WHAT YOU WILL DO
Give every line of the listing below as a Markdown table with the columns Row and Line, skipping blank lines and leaving out any pictures.

RECORDED INFORMATION
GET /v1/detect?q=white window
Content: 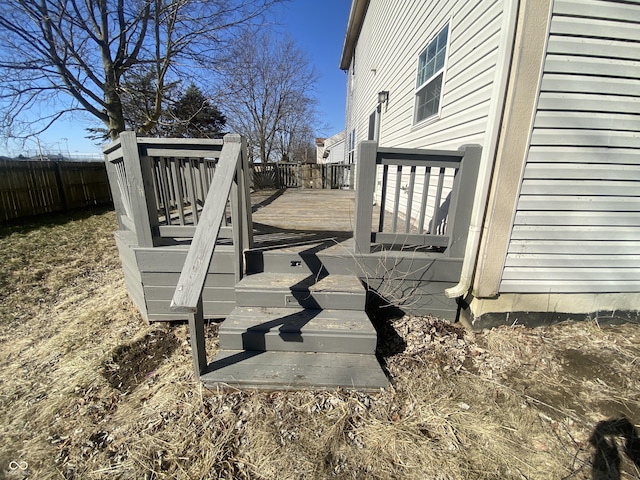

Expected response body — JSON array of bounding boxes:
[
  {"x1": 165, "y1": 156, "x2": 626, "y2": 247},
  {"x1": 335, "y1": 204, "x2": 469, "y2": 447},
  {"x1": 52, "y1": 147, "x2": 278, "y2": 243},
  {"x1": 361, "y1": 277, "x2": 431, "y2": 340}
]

CORRECT ANSWER
| Row | Line |
|---|---|
| 1 | GET /v1/detect?q=white window |
| 2 | Content:  |
| 3 | Expected response body — JSON array of bounding boxes: |
| 4 | [ |
| 5 |   {"x1": 165, "y1": 156, "x2": 626, "y2": 247}, |
| 6 |   {"x1": 335, "y1": 204, "x2": 469, "y2": 447}, |
| 7 |   {"x1": 52, "y1": 147, "x2": 278, "y2": 243}, |
| 8 |   {"x1": 361, "y1": 277, "x2": 431, "y2": 340} |
| 9 | ] |